_How to complete this task_
With images removed, transcribe each record exactly as it appears.

_Entries shown_

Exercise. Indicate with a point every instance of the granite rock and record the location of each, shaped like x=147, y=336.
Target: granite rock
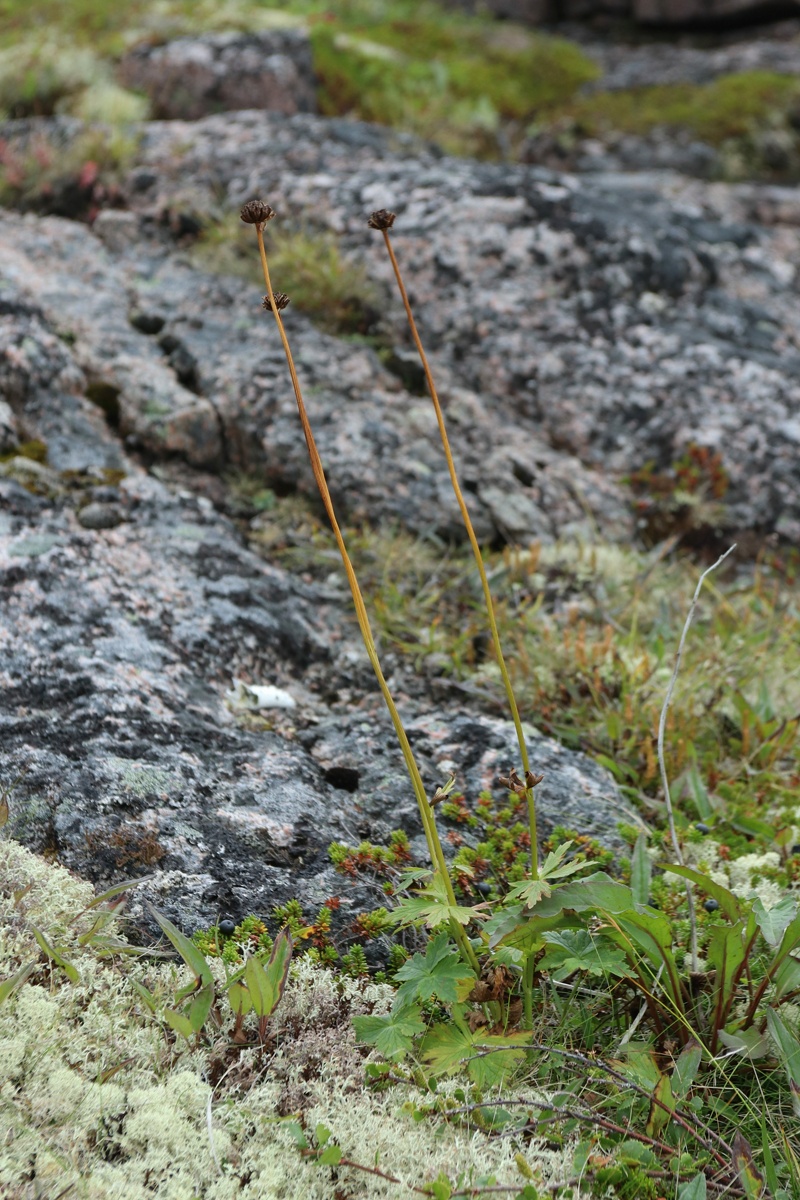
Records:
x=192, y=77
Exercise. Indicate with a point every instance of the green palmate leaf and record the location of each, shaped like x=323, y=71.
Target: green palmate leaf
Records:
x=578, y=951
x=685, y=1069
x=440, y=972
x=786, y=977
x=641, y=871
x=445, y=1048
x=8, y=987
x=789, y=1054
x=432, y=905
x=553, y=859
x=392, y=1036
x=732, y=907
x=774, y=922
x=530, y=892
x=55, y=957
x=494, y=1069
x=191, y=955
x=599, y=891
x=696, y=1189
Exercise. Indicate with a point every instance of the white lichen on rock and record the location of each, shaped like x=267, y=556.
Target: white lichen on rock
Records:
x=95, y=1097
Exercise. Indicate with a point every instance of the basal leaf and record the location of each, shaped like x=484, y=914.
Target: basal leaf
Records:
x=179, y=1023
x=641, y=871
x=199, y=1008
x=54, y=955
x=732, y=907
x=726, y=953
x=747, y=1043
x=190, y=953
x=277, y=967
x=774, y=922
x=789, y=1054
x=259, y=987
x=685, y=1069
x=696, y=1189
x=8, y=987
x=662, y=1098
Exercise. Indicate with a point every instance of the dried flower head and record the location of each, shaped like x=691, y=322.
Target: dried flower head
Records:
x=382, y=220
x=281, y=301
x=257, y=213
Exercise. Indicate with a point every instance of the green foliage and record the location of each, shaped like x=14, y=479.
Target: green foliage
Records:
x=308, y=264
x=450, y=78
x=726, y=108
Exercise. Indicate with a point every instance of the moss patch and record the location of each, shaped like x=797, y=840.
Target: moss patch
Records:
x=729, y=107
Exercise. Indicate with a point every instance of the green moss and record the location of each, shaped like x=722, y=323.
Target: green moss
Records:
x=729, y=107
x=452, y=79
x=308, y=264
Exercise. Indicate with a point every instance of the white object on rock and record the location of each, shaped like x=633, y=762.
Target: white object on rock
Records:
x=254, y=696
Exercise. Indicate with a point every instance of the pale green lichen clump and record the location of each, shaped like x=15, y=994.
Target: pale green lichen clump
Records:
x=94, y=1096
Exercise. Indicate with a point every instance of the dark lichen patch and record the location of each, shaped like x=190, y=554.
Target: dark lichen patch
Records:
x=107, y=397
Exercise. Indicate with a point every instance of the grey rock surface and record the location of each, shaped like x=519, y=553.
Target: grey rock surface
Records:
x=116, y=649
x=663, y=63
x=605, y=318
x=192, y=77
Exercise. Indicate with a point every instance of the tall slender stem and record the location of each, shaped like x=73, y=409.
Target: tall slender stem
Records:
x=426, y=811
x=479, y=557
x=662, y=762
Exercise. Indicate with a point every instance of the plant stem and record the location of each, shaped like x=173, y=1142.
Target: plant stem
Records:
x=479, y=558
x=662, y=765
x=426, y=813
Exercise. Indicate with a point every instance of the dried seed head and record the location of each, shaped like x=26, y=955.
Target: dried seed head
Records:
x=382, y=220
x=281, y=301
x=257, y=213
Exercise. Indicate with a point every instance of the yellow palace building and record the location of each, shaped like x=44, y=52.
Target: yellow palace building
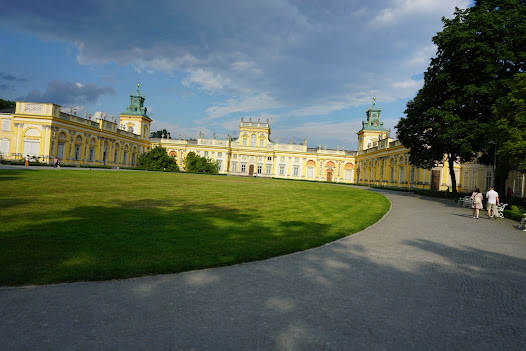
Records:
x=43, y=131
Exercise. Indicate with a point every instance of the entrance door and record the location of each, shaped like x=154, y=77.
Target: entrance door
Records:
x=435, y=180
x=60, y=151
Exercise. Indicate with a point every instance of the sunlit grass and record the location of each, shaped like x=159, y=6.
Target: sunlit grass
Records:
x=73, y=225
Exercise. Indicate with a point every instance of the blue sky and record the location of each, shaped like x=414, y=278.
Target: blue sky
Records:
x=311, y=67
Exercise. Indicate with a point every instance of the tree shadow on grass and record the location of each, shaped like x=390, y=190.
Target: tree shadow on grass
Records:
x=145, y=237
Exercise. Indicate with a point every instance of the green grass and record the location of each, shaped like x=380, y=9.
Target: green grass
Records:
x=77, y=225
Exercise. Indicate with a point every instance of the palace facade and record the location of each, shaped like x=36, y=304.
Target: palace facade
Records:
x=43, y=131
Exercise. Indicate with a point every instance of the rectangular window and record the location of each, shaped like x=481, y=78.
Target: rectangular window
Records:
x=31, y=147
x=5, y=124
x=489, y=179
x=4, y=147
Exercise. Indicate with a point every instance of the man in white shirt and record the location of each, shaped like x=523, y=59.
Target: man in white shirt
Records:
x=493, y=202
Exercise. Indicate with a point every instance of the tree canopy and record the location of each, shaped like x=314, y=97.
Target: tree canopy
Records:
x=198, y=164
x=160, y=134
x=511, y=123
x=453, y=115
x=157, y=159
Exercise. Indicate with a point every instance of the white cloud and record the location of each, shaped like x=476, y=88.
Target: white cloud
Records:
x=401, y=9
x=246, y=105
x=205, y=80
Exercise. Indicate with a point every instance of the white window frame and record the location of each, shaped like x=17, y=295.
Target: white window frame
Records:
x=6, y=123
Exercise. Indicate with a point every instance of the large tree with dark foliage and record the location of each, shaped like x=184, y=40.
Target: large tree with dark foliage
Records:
x=511, y=124
x=453, y=115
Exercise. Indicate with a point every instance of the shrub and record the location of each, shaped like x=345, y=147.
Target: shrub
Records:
x=157, y=159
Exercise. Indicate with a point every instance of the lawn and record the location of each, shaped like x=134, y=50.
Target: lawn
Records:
x=76, y=225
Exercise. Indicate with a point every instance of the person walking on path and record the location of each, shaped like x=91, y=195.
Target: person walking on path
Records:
x=476, y=202
x=493, y=202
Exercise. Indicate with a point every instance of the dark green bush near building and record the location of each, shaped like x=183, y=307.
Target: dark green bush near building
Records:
x=194, y=163
x=157, y=159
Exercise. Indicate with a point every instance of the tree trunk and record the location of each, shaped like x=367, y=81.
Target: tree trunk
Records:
x=451, y=164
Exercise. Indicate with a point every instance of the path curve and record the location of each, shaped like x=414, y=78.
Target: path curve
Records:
x=426, y=277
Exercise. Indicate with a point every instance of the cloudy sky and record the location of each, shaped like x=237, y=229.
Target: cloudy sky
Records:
x=311, y=67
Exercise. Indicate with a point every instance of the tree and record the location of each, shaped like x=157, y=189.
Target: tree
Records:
x=511, y=123
x=160, y=134
x=7, y=104
x=157, y=159
x=478, y=52
x=197, y=164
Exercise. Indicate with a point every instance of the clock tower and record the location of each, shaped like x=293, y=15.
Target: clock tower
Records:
x=372, y=128
x=135, y=119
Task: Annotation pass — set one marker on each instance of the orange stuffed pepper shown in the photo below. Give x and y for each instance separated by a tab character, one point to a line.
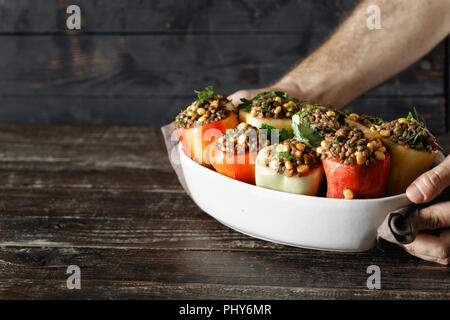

_Exercise result_
Exercise. Indicate with a point every instance of the granite rock and record the location of each, shaped like x=147, y=336.
Target: granite rock
Records:
x=192, y=77
Exercise. Indicate with a point every instance of the green palmate leaf and record the location of each, shaped like x=323, y=71.
Target: green palmate leaf
Records:
x=578, y=951
x=685, y=1069
x=440, y=972
x=786, y=977
x=641, y=871
x=445, y=1048
x=8, y=987
x=789, y=1054
x=432, y=905
x=553, y=859
x=392, y=1036
x=732, y=907
x=774, y=922
x=530, y=892
x=55, y=957
x=494, y=1069
x=191, y=955
x=599, y=891
x=696, y=1189
Exercise. Indicate with a point every instance of the white lichen on rock and record the location of each, shaped like x=267, y=556.
Target: white lichen on rock
Records:
x=95, y=1097
Exercise. Indicate with a point every instance of the basal leaf and record the location of each, shaped like x=484, y=914.
Target: basal leaf
Records:
x=179, y=1023
x=641, y=871
x=199, y=1008
x=54, y=955
x=732, y=907
x=726, y=953
x=747, y=1043
x=190, y=953
x=277, y=967
x=774, y=922
x=789, y=1054
x=259, y=987
x=685, y=1069
x=696, y=1189
x=8, y=987
x=662, y=1098
Exercise. Indicate with a point every instance of the dried flower head and record the location of each, shaped like x=691, y=322.
Target: dried flower head
Records:
x=382, y=220
x=281, y=301
x=257, y=213
Exercise. Indicate with a point every instance of the green foliage and record the location of each, shaped like x=14, y=479.
Target: green foliage
Records:
x=308, y=264
x=450, y=78
x=726, y=108
Exercise. Indicate with a point every instance of the moss patch and record the location of each, shaped like x=797, y=840.
Target: moss patch
Records:
x=729, y=107
Exercise. Indicate with a point every instance of the green moss and record the location of each, shaped like x=722, y=323.
Target: green moss
Records:
x=729, y=107
x=452, y=79
x=308, y=264
Exercise. Indicate with a point every instance of the white object on rock and record the location of each, shaped like x=633, y=762.
Target: white object on rock
Records:
x=254, y=696
Exercise. Indicate with a point every instance of the pale green lichen clump and record the location of each, shaped like x=15, y=994.
Target: pale green lichen clump
Records:
x=94, y=1096
Exercise. Indicate with a point every instance of the dark lichen patch and record the location of each, shaped like x=190, y=554.
Target: dark lichen patch
Records:
x=107, y=397
Exercise. Indicate with a point every instance of the grey rock surface and record the location of each, shaped like x=519, y=553.
Target: grey rock surface
Records:
x=116, y=649
x=663, y=63
x=605, y=318
x=192, y=77
Exercise. Indicate with a point every instance of the tall slender stem and record the location of each, shaped like x=73, y=409.
Target: tall slender stem
Records:
x=426, y=811
x=479, y=557
x=662, y=762
Exercise. Indicate with a point every instance of the plant stem and record the location of each, shaped like x=173, y=1142.
Target: plant stem
Records:
x=479, y=558
x=662, y=765
x=426, y=813
Exercise. Indicate with a point every instance of the dried seed head and record the location of each, shaped like x=26, y=955.
Target: dried seed head
Records:
x=382, y=220
x=281, y=301
x=257, y=213
Exercise. Indicate with a point every instance of the yellow palace building and record the location of each, shaped like x=44, y=52.
Target: yellow palace building
Records:
x=43, y=131
Exercise. Indicate with a point every instance of the entrance door and record the location of each, shaped like x=154, y=77.
Target: entrance door
Records:
x=435, y=180
x=60, y=151
Exercise. Indicate with a point every instance of the sunlit grass and record the location of each, shaped like x=159, y=6.
Target: sunlit grass
Records:
x=73, y=225
Exercise. Indicate with a point every instance of the blue sky and record the location of each, shaped like x=414, y=278.
Target: blue sky
Records:
x=311, y=67
Exercise. Indicate with a point every instance of the tree shadow on grass and record the location of each, shaped like x=390, y=190.
Target: tree shadow on grass
Records:
x=145, y=237
Exercise. Indicate with a point every instance of the green grass and record the location of each, shaped like x=380, y=9.
Target: green grass
Records:
x=77, y=225
Exercise. Indicate with a point every instance of the palace facade and record the location of each, shaped like x=36, y=304.
Target: palace facade
Records:
x=43, y=131
Exercise. Indicate with a point every instance of the rectangular window and record the location of each, shaped like x=481, y=78.
Target: rectangular window
Records:
x=31, y=147
x=5, y=124
x=489, y=179
x=4, y=147
Exercise. Indicate with a point every instance of the man in white shirt and record the location of each, shaped like x=523, y=59.
Target: man in white shirt
Records:
x=493, y=202
Exercise. Indicate with a point every instance of the tree canopy and record the location of each, shaped like x=314, y=97.
Target: tree canopy
Records:
x=198, y=164
x=160, y=134
x=511, y=123
x=453, y=115
x=157, y=159
Exercise. Indicate with a point every instance of the white cloud and record the location of each, shaped like x=476, y=88.
Target: white cloud
Records:
x=401, y=9
x=246, y=105
x=205, y=80
Exercise. Indicate with a point every instance of the white window frame and record the location of each, shaped like x=17, y=295.
Target: white window frame
Records:
x=6, y=123
Exercise. Indicate with a point every instance of the large tree with dark foliage and record the location of each, shaped like x=184, y=40.
Target: large tree with dark foliage
Records:
x=511, y=124
x=453, y=115
Exercise. Indicate with a point every instance of the shrub and record the location of each, shaped like x=345, y=147.
Target: shrub
Records:
x=157, y=159
Exercise. Indicate with a point every instance of the lawn and record the location of each, shaped like x=134, y=50.
Target: lawn
Records:
x=76, y=225
Exercise. Indicate with a point every instance of the person walking on path and record the location of each, shaped like x=91, y=195.
Target: person walking on path
Records:
x=476, y=202
x=493, y=202
Exercise. Indicate with a point every instance of the dark green bush near building and record the location of each, shaped like x=183, y=307.
Target: dark green bush near building
Records:
x=194, y=163
x=157, y=159
Exercise. Indicate with a point every instance of the tree trunk and record the location of each, shaped like x=367, y=81.
Target: tree trunk
Records:
x=451, y=164
Exercise. Indicate with a point every instance of the path curve and record the location of each, shaped like x=414, y=78.
Target: path curve
Records:
x=426, y=277
Exercise. Indicate with a point every instance of the cloudy sky and record the location of each, shaped like x=237, y=229.
Target: cloudy sky
Records:
x=311, y=67
Exercise. Indicate with a point every instance of the tree and record the location of each, shaped like x=157, y=189.
Target: tree
Records:
x=511, y=123
x=160, y=134
x=7, y=104
x=157, y=159
x=478, y=52
x=197, y=164
Exercise. Indicate with a point every instance of the clock tower and record the location of each, shaped like x=293, y=15.
Target: clock tower
Records:
x=372, y=128
x=135, y=119
Task: Annotation pass — set one marker on each instance of the orange stuffed pepper shown in the photo below. Give x and y for each instance separated by a tab character, one point to a line.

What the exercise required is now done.